*Do this:* Repeat every line of the records below without changing anything.

•••••

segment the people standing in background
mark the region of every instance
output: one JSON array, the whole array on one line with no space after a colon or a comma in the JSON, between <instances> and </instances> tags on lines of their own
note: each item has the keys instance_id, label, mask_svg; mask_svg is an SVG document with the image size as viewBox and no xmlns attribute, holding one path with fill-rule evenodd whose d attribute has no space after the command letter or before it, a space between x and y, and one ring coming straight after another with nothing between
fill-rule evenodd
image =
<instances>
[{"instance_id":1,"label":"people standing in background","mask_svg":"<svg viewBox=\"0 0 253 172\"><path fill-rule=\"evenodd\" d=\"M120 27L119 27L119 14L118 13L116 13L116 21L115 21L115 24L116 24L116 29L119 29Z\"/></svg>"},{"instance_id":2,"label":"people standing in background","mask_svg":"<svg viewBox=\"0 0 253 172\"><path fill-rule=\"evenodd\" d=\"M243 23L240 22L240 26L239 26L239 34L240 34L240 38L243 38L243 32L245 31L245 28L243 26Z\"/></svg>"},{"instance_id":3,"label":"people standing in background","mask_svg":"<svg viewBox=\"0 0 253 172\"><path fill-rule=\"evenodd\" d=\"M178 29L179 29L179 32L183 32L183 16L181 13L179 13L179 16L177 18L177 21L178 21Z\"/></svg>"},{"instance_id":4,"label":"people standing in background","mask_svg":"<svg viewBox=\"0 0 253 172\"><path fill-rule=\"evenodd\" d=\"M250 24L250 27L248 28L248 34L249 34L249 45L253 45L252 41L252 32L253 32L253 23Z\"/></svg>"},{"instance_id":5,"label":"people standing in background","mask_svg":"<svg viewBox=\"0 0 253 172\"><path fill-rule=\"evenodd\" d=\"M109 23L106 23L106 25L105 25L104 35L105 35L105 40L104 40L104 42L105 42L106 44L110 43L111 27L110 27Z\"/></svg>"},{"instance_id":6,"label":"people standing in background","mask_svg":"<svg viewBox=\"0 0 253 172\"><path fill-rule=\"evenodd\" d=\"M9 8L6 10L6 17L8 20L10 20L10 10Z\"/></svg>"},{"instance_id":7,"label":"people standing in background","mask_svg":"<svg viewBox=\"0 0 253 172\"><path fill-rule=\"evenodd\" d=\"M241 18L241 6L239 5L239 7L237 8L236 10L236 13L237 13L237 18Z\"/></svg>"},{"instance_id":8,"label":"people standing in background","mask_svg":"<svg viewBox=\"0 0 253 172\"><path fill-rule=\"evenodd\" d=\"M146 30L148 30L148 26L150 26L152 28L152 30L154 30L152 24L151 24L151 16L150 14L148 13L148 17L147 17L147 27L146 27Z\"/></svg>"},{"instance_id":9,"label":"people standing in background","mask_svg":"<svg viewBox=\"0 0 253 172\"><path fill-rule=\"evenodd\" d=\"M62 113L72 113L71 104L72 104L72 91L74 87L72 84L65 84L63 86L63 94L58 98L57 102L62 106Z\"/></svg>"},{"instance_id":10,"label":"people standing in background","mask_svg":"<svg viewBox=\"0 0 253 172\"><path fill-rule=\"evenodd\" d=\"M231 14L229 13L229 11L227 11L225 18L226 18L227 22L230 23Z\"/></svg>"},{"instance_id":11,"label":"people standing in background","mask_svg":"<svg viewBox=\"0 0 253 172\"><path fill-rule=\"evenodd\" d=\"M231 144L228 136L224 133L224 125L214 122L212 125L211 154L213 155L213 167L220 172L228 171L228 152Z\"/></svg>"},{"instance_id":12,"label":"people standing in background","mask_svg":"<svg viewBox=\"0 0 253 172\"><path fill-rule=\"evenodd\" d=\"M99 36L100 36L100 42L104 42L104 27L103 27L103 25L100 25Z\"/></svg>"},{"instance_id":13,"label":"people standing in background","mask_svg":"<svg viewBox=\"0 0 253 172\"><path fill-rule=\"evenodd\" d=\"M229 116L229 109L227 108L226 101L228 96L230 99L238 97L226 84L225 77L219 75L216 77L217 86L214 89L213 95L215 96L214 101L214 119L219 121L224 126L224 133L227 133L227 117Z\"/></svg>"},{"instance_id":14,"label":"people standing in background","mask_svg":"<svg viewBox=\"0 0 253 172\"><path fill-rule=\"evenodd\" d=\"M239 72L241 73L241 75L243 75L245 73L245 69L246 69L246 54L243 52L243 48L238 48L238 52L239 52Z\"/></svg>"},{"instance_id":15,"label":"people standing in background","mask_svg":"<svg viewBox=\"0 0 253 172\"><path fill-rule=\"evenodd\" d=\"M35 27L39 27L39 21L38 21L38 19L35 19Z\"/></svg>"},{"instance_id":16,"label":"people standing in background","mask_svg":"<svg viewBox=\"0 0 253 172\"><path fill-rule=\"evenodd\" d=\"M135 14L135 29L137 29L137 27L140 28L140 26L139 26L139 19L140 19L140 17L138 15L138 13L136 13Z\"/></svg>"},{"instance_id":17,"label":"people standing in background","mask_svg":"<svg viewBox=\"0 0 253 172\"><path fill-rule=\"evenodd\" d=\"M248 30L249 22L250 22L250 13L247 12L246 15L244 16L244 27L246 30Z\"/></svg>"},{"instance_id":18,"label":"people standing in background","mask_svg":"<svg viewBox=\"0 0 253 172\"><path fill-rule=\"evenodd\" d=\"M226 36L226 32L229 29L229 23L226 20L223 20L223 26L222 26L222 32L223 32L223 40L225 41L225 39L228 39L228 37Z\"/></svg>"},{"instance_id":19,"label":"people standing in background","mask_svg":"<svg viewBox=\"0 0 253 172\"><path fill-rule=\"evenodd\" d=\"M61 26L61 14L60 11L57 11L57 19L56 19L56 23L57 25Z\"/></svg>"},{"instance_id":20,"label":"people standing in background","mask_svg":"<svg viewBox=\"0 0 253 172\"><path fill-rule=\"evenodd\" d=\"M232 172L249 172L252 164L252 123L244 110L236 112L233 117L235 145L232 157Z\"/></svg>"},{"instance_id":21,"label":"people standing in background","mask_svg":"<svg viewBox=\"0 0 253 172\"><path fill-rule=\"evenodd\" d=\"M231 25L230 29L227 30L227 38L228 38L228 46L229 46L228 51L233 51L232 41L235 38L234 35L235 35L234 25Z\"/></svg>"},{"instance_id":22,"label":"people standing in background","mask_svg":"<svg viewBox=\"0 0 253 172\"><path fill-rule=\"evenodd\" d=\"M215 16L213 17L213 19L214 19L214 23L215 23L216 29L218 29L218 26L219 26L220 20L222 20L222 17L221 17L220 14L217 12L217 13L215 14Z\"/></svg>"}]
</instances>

•••••

*Finished answer:*
segment the people standing in background
mark the region of every instance
output: one JSON array, the whole array on one line with no space after a colon or a comma in the JSON, between <instances> and </instances> tags on lines of their own
note: each item has the keys instance_id, label, mask_svg; mask_svg is an SVG document with the image size as viewBox and no xmlns attribute, holding one path with fill-rule evenodd whose d attribute has no space after the command letter or before it, a space between x and y, and one ring coming straight after another with nothing between
fill-rule evenodd
image =
<instances>
[{"instance_id":1,"label":"people standing in background","mask_svg":"<svg viewBox=\"0 0 253 172\"><path fill-rule=\"evenodd\" d=\"M120 27L119 27L119 14L118 13L116 13L116 21L115 21L115 24L116 24L116 29L119 29Z\"/></svg>"},{"instance_id":2,"label":"people standing in background","mask_svg":"<svg viewBox=\"0 0 253 172\"><path fill-rule=\"evenodd\" d=\"M243 23L240 22L240 26L239 26L239 34L240 34L240 38L243 38L243 32L245 31L245 28L243 26Z\"/></svg>"},{"instance_id":3,"label":"people standing in background","mask_svg":"<svg viewBox=\"0 0 253 172\"><path fill-rule=\"evenodd\" d=\"M178 29L179 29L179 32L183 32L183 16L181 13L179 13L179 16L177 18L177 21L178 21Z\"/></svg>"},{"instance_id":4,"label":"people standing in background","mask_svg":"<svg viewBox=\"0 0 253 172\"><path fill-rule=\"evenodd\" d=\"M250 24L250 27L248 28L248 34L249 34L249 45L253 45L252 41L252 32L253 32L253 23Z\"/></svg>"},{"instance_id":5,"label":"people standing in background","mask_svg":"<svg viewBox=\"0 0 253 172\"><path fill-rule=\"evenodd\" d=\"M109 23L106 23L106 25L105 25L104 35L105 35L105 40L104 40L104 42L105 42L106 44L110 43L111 27L110 27Z\"/></svg>"},{"instance_id":6,"label":"people standing in background","mask_svg":"<svg viewBox=\"0 0 253 172\"><path fill-rule=\"evenodd\" d=\"M9 8L6 10L6 17L8 20L10 20L10 10Z\"/></svg>"},{"instance_id":7,"label":"people standing in background","mask_svg":"<svg viewBox=\"0 0 253 172\"><path fill-rule=\"evenodd\" d=\"M241 18L241 6L239 5L239 7L237 8L236 10L236 13L237 13L237 18Z\"/></svg>"},{"instance_id":8,"label":"people standing in background","mask_svg":"<svg viewBox=\"0 0 253 172\"><path fill-rule=\"evenodd\" d=\"M146 30L148 30L148 26L150 26L152 28L152 30L154 30L152 24L151 24L151 16L150 14L148 13L148 17L147 17L147 27L146 27Z\"/></svg>"},{"instance_id":9,"label":"people standing in background","mask_svg":"<svg viewBox=\"0 0 253 172\"><path fill-rule=\"evenodd\" d=\"M62 113L72 113L71 104L72 104L72 91L74 87L72 84L65 84L63 86L63 94L58 98L57 102L62 106Z\"/></svg>"},{"instance_id":10,"label":"people standing in background","mask_svg":"<svg viewBox=\"0 0 253 172\"><path fill-rule=\"evenodd\" d=\"M231 14L229 13L229 11L227 11L225 18L226 18L227 22L230 23Z\"/></svg>"},{"instance_id":11,"label":"people standing in background","mask_svg":"<svg viewBox=\"0 0 253 172\"><path fill-rule=\"evenodd\" d=\"M231 144L228 136L224 133L224 125L214 122L212 125L211 154L213 155L213 167L220 172L228 171L228 152Z\"/></svg>"},{"instance_id":12,"label":"people standing in background","mask_svg":"<svg viewBox=\"0 0 253 172\"><path fill-rule=\"evenodd\" d=\"M99 36L100 36L100 42L104 42L104 27L103 27L103 25L100 25Z\"/></svg>"},{"instance_id":13,"label":"people standing in background","mask_svg":"<svg viewBox=\"0 0 253 172\"><path fill-rule=\"evenodd\" d=\"M229 116L229 109L227 108L226 101L228 96L230 99L238 97L226 84L225 77L219 75L216 77L217 86L214 89L213 95L215 96L214 101L214 119L219 121L224 126L224 133L227 133L227 117Z\"/></svg>"},{"instance_id":14,"label":"people standing in background","mask_svg":"<svg viewBox=\"0 0 253 172\"><path fill-rule=\"evenodd\" d=\"M239 72L241 73L241 75L243 75L245 73L245 69L246 69L246 54L243 52L243 48L238 48L238 52L239 52Z\"/></svg>"},{"instance_id":15,"label":"people standing in background","mask_svg":"<svg viewBox=\"0 0 253 172\"><path fill-rule=\"evenodd\" d=\"M35 27L39 27L39 21L38 21L38 19L35 19Z\"/></svg>"},{"instance_id":16,"label":"people standing in background","mask_svg":"<svg viewBox=\"0 0 253 172\"><path fill-rule=\"evenodd\" d=\"M135 14L135 29L137 29L137 27L140 28L140 26L139 26L139 19L140 19L140 17L138 15L138 13L136 13Z\"/></svg>"},{"instance_id":17,"label":"people standing in background","mask_svg":"<svg viewBox=\"0 0 253 172\"><path fill-rule=\"evenodd\" d=\"M248 30L249 22L250 22L250 13L247 12L246 15L244 16L244 27L246 30Z\"/></svg>"},{"instance_id":18,"label":"people standing in background","mask_svg":"<svg viewBox=\"0 0 253 172\"><path fill-rule=\"evenodd\" d=\"M226 36L226 32L229 29L229 23L226 20L223 20L223 26L222 26L222 32L223 32L223 40L225 41L225 39L228 39L228 37Z\"/></svg>"},{"instance_id":19,"label":"people standing in background","mask_svg":"<svg viewBox=\"0 0 253 172\"><path fill-rule=\"evenodd\" d=\"M61 26L61 14L60 11L57 11L57 19L56 19L56 23L57 25Z\"/></svg>"},{"instance_id":20,"label":"people standing in background","mask_svg":"<svg viewBox=\"0 0 253 172\"><path fill-rule=\"evenodd\" d=\"M232 172L249 172L252 164L252 123L244 110L236 112L233 117L235 145L232 157Z\"/></svg>"},{"instance_id":21,"label":"people standing in background","mask_svg":"<svg viewBox=\"0 0 253 172\"><path fill-rule=\"evenodd\" d=\"M231 25L230 29L227 30L227 38L228 38L228 46L229 46L228 51L233 51L232 41L235 38L234 35L235 35L234 25Z\"/></svg>"},{"instance_id":22,"label":"people standing in background","mask_svg":"<svg viewBox=\"0 0 253 172\"><path fill-rule=\"evenodd\" d=\"M215 16L213 17L213 19L214 19L214 23L215 23L216 29L218 29L218 26L219 26L220 20L222 20L222 17L221 17L220 14L217 12L217 13L215 14Z\"/></svg>"}]
</instances>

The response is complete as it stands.